In an homage to Bob Fosse’s critically acclaimed musical from 1972 Cabaret, Lady Gaga’s is featured in the music video for her single “Alejandro”, off of her album/EP The Fame Monster, with a bowl cut, reminiscent of both Sally Bowles and, even more tellingly, of Lulu from G.W. Pabst’s silent drama Pandora’s Box. Although both of these characters were sexually promiscuous, it is not without note that both of these characters were powerful, exerting their power through their sexuality.
Lady Gaga, donned in a strange bionic, almost cyber punkish head device, sits upon a throne and watches a half-naked men dance in a circle. They, too, have bowl cuts or bobs like the aforementioned characters. The beginning of the video features Lady Gaga leading them in a march, and the connotation seems to be one of a militaristic, cold, solemn environment. Thus, it is interesting that the men should dress in almost nothing, wear hair dos that are more feminine than they are masculine, and yet retain the dark militaristic strength of a storm trooper.
These men are also featured in a scene where Lady Gaga even more overtly recalls Sally Bowles’ costume from Cabaret. There’s a convergence of the masculine stereotype and the feminine, or homosexual, stereotype, as the soldiers walk forward as if they are on a runway. There’s an interesting juxtaposition here, with the masculinity of a soldier outfit, meant to symbolize power and unfailing strength, and the distinctive walk of a runway model, which is often cited as being powerful, but feminine and “weaker” than other gaits.
Lady Gaga dresses as a nun and drops Rosary beads down her throat, swallowing religion, a callback, undoubtedly, to the many religious groups that have criticized her work. In this scene, and in the scenes where she is dressed not unlike Joan of Arc, Lady Gaga seems self-aware. The video, as well as most of her “filmography” have a self-reflexive nature that acknowledges what it is doing and how it is doing it, again the mark of Lady Gaga’s brilliance.
The opening tracking shot, which is interrupted by the words Gaga and Klein (the latter denoting the name of the music video’s director, fashion photographer Steven Klein), features a bar with men in fishnet stockings slumped over in chairs. Other sequences in the video contain men tied by a string to their weapons.
What does all this elliptical and enigmatic imagery mean? It seems to point in the direction of the lack of reconciliation between gay men being in the military and the public’s comfort with this idea. There’s constant juxtaposition between masculine elements and feminine elements, and the cold, snowy palette points to the bleak nature of the subject matter. But what is interesting about the video is that it spends time sexualizing its actors and dancers and its performer, but in an atypical way. Lady gaga, the show woman that she is, does appear in the video wearing very little, and men do have control over her. Conversely, though, she has control over them, as evidence in a sequence where she tries to tie up her male lovers in a bed. In these parts, she is the one who has power, not only by the way she handles the rope, but also by the sexual positioning. She is seen as the penetrator in these scenes as often as the men are, at odds with the popular image of sexuality. Again, gender plays a part in this sequence where both Lady Gaga and her male lovers are wearing high heeled shoes.

=======

**Given instruction:** Copy the Alejandro video essay from "Lady Gaga dresses" through "Lady Gaga’s brilliance.", inclusive, swapping "Rosary beads" for "prayer beads".

=======

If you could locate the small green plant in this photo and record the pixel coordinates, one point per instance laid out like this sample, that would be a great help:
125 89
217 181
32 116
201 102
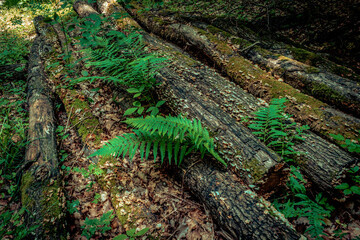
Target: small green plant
122 60
71 206
355 177
300 205
177 136
102 225
11 225
274 128
132 234
351 145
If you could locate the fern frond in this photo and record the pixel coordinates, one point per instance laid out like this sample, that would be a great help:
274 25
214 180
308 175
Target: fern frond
176 136
178 129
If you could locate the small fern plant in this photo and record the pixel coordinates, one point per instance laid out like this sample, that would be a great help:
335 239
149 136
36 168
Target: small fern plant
176 136
273 128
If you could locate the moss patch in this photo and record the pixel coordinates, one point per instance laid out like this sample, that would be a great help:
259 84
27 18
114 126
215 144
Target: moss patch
82 118
257 171
26 181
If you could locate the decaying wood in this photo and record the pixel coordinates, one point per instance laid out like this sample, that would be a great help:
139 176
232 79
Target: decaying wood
83 9
240 212
198 91
243 32
10 72
237 210
323 162
322 84
41 192
318 115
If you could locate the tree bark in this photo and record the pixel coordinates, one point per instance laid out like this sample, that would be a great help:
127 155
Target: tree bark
41 183
319 116
9 72
193 89
239 211
244 34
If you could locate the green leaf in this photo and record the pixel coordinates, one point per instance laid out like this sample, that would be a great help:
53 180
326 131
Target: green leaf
158 104
120 237
338 137
141 110
355 189
347 192
342 186
130 111
141 232
132 90
131 232
84 73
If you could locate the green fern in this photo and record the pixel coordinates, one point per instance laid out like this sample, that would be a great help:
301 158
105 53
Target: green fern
176 136
123 60
273 127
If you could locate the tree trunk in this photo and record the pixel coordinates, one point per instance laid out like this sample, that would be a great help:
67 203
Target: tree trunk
318 115
250 218
41 183
193 89
243 33
9 72
201 91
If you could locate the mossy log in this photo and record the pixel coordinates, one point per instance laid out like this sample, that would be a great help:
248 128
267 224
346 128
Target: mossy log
240 212
247 36
322 161
12 72
201 91
41 185
307 110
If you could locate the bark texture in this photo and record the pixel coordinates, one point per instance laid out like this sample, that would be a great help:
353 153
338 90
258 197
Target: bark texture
318 115
240 212
323 162
41 191
194 89
9 72
237 210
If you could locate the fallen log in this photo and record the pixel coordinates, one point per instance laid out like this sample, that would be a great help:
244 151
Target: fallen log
241 213
323 162
12 72
242 32
41 185
318 115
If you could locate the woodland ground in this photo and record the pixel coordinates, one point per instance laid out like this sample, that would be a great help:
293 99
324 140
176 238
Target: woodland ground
135 195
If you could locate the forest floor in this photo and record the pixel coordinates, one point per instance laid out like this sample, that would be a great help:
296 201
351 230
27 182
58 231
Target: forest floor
123 195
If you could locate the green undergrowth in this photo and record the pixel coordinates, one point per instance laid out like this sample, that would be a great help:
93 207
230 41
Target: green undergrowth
273 127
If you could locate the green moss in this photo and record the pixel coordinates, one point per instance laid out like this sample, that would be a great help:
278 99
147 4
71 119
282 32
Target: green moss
82 117
305 56
26 181
311 69
257 171
318 89
215 30
241 42
221 46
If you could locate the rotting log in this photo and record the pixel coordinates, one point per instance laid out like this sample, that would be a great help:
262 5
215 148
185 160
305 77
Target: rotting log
322 84
229 134
41 184
198 91
11 72
205 91
323 162
240 212
242 32
307 110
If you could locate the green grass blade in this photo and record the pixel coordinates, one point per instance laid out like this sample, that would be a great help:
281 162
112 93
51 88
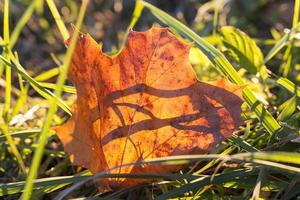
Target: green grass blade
222 64
218 179
242 48
60 23
135 17
41 90
53 107
296 12
6 38
47 74
66 88
259 158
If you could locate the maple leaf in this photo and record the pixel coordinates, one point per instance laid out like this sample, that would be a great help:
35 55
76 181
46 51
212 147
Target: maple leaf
143 103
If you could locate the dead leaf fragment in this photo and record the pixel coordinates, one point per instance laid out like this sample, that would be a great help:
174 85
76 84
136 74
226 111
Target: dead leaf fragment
143 103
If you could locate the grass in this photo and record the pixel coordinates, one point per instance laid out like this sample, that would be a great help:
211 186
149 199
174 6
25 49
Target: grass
261 160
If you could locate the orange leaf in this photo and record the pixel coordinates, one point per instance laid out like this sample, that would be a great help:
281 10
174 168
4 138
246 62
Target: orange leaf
144 103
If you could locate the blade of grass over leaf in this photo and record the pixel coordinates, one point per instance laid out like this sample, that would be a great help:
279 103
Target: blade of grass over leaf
7 56
59 22
12 145
256 158
242 49
222 64
138 9
282 43
53 107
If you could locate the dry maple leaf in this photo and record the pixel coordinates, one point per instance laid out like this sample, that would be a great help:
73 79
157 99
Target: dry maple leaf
143 103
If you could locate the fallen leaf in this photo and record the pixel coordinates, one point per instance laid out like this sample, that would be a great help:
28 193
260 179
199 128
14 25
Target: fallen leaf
143 103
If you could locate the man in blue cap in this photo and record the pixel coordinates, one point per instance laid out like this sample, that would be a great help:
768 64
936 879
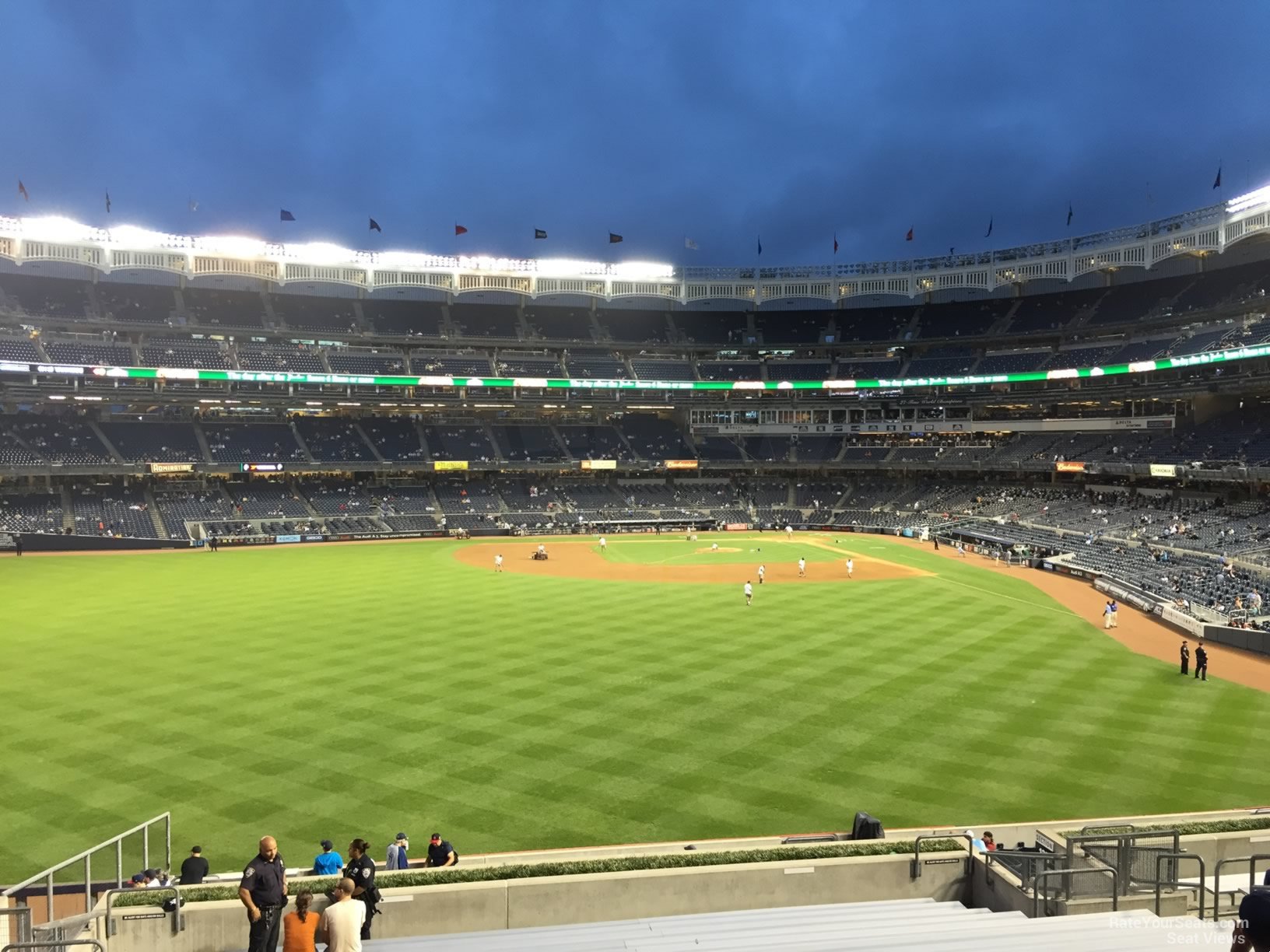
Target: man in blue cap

=======

**Response below:**
Lady Gaga dresses as a nun and drops prayer beads down her throat, swallowing religion, a callback, undoubtedly, to the many religious groups that have criticized her work. In this scene, and in the scenes where she is dressed not unlike Joan of Arc, Lady Gaga seems self-aware. The video, as well as most of her “filmography” have a self-reflexive nature that acknowledges what it is doing and how it is doing it, again the mark of Lady Gaga’s brilliance.